WHAT THE TASK ASKS:
Starting at the top of the listing and ending at the line containing "(150, 1201)", both included, rewrite every line, keeping the labeling lines as they are and increasing each point coordinate by 67.

━━━ INPUT ROWS ━━━

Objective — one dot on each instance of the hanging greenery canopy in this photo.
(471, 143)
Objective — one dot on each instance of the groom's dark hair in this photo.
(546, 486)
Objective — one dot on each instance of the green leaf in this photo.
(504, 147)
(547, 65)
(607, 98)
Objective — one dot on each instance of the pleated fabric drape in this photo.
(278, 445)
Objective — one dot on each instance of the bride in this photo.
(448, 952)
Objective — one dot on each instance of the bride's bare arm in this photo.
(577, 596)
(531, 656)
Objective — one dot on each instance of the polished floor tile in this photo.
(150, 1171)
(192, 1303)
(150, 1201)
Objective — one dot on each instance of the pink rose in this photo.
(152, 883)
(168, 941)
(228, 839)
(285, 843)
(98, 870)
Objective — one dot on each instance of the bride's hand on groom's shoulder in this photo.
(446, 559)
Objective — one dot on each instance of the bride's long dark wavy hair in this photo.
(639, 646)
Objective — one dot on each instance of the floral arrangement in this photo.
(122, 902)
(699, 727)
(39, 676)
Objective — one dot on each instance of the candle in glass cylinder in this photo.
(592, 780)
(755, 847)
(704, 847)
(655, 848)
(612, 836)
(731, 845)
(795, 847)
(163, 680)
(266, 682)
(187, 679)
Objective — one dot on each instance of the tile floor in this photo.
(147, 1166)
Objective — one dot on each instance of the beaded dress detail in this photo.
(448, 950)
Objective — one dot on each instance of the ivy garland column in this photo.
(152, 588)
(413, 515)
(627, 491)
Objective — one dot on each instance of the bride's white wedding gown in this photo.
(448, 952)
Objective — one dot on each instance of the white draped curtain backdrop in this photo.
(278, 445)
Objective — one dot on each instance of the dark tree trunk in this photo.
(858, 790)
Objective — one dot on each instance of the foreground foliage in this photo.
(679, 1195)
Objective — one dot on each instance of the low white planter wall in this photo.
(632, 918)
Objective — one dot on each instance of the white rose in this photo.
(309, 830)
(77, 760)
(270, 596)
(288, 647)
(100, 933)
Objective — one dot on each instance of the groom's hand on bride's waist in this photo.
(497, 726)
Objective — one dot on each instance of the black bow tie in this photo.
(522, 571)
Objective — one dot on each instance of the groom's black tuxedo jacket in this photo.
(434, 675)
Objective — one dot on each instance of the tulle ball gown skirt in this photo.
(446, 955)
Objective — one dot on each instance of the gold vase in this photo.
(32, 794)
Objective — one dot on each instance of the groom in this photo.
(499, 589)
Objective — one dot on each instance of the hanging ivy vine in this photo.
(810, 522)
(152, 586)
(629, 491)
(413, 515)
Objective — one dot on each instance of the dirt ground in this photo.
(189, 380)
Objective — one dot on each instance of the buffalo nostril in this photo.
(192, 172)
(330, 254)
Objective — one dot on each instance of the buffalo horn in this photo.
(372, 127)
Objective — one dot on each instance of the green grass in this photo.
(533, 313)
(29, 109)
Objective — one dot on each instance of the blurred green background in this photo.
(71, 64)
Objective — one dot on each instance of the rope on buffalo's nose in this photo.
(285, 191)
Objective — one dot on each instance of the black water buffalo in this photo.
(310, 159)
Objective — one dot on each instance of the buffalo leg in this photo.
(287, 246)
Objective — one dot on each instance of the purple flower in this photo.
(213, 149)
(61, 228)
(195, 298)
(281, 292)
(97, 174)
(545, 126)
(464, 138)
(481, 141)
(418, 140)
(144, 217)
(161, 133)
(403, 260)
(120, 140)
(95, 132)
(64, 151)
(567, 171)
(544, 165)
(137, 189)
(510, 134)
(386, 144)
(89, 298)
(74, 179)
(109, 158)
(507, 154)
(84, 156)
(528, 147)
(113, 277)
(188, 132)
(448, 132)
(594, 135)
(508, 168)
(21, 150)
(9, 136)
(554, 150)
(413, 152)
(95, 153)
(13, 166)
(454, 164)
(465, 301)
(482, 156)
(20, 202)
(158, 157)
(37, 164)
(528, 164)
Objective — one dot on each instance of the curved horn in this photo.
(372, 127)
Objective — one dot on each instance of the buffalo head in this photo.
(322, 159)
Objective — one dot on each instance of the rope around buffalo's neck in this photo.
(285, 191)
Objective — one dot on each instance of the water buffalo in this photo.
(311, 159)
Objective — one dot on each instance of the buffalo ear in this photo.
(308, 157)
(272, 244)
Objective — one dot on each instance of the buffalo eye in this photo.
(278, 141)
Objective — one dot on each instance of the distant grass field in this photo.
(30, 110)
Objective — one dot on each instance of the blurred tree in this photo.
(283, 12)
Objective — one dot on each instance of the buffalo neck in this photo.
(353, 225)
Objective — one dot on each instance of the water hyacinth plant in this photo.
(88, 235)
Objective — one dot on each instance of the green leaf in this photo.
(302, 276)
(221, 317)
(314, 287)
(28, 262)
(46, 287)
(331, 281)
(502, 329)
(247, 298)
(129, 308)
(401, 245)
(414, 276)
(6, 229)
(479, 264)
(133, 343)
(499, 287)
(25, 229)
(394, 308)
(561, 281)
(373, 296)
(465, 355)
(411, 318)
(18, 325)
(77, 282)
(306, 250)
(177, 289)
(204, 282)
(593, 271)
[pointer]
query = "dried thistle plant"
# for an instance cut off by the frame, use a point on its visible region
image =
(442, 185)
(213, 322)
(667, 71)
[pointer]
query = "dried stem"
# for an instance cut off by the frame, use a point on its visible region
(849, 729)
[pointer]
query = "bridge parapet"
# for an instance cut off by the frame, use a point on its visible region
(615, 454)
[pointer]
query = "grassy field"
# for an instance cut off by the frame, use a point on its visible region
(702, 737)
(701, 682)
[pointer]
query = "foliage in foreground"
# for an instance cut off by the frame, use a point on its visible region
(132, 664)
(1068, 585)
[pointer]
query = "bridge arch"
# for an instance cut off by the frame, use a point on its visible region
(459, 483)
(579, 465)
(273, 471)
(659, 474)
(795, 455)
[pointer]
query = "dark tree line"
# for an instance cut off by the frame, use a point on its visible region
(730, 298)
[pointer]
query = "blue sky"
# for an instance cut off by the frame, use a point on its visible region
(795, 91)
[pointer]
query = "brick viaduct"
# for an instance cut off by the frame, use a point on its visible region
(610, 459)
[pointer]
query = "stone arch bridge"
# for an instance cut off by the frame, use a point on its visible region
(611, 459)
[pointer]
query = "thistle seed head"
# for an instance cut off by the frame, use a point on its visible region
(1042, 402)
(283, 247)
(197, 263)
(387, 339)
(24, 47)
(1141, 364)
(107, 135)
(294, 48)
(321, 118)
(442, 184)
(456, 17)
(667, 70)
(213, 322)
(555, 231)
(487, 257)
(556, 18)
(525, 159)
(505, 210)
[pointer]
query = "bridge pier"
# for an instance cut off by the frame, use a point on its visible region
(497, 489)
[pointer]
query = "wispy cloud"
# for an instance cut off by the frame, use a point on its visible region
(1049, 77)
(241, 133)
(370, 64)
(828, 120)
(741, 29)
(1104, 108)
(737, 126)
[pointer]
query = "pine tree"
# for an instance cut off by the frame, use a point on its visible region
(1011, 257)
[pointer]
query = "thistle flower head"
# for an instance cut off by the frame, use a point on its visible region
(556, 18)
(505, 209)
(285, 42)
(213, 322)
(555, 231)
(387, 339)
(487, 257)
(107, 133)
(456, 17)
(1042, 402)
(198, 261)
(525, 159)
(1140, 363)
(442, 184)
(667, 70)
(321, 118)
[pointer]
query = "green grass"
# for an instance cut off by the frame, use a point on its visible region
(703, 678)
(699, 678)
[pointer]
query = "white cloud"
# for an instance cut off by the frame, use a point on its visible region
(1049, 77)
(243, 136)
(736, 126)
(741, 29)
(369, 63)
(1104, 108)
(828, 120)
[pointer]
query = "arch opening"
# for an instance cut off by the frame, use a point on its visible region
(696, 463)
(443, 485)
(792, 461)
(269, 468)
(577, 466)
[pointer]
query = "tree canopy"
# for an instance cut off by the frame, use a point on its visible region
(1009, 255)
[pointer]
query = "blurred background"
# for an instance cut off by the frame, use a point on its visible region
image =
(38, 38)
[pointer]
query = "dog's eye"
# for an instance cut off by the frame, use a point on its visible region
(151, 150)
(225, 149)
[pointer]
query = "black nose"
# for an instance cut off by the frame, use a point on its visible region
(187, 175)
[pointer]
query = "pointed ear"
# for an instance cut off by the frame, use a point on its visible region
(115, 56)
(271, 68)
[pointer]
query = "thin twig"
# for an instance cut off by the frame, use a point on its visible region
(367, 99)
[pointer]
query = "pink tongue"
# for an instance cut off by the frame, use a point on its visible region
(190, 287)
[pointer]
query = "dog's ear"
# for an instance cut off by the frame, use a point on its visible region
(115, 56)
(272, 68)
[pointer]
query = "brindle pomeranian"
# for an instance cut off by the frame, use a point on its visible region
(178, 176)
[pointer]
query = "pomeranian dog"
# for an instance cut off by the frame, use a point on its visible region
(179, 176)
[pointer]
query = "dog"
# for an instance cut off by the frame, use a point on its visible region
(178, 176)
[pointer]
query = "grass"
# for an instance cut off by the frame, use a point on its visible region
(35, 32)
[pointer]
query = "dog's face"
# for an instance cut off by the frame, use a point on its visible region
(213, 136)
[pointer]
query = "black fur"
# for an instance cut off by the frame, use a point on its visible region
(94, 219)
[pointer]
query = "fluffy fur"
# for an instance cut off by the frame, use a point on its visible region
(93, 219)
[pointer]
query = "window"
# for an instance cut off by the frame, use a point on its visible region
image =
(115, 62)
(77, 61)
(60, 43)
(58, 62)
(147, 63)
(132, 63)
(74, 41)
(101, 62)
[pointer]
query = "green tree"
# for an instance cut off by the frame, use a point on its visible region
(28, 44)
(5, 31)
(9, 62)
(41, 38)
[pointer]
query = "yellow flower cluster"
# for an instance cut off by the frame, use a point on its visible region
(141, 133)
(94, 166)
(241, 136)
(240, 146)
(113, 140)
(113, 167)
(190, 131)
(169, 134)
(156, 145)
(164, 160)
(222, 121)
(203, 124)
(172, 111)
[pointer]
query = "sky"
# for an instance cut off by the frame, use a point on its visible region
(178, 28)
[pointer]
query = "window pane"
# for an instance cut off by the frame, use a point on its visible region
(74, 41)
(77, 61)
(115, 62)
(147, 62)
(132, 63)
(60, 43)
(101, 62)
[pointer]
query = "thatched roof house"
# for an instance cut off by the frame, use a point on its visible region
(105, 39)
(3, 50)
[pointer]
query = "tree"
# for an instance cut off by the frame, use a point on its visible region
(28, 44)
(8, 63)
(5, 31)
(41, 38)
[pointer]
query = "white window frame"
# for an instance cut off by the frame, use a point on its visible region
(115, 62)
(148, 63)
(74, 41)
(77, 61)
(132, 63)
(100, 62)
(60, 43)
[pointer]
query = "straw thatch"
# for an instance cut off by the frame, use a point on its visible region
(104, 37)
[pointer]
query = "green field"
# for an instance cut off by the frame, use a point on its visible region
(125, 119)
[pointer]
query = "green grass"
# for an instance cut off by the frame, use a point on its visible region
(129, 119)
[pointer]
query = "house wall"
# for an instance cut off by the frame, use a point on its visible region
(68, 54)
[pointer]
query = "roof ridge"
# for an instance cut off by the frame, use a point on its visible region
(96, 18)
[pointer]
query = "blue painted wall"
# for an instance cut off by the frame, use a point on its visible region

━━━

WRITTEN REPLY:
Objective — one dot on each instance of the hanging greenery canopy in this photo.
(538, 210)
Objective — one dot on each instance of the groom's dark hair in this photo.
(613, 553)
Objective — one dot on each instance of the green leaf in this photo.
(571, 214)
(614, 132)
(674, 165)
Objective — one dot on each instance of the pleated fabric drape in this photo.
(345, 512)
Objective — one dot on each instance of the bride in this photo.
(515, 1019)
Objective — one dot on each instance of the bride's bare arm in this photo.
(644, 663)
(598, 723)
Objective — one dot on each instance of the polished floor tile in this photo.
(217, 1238)
(259, 1370)
(217, 1268)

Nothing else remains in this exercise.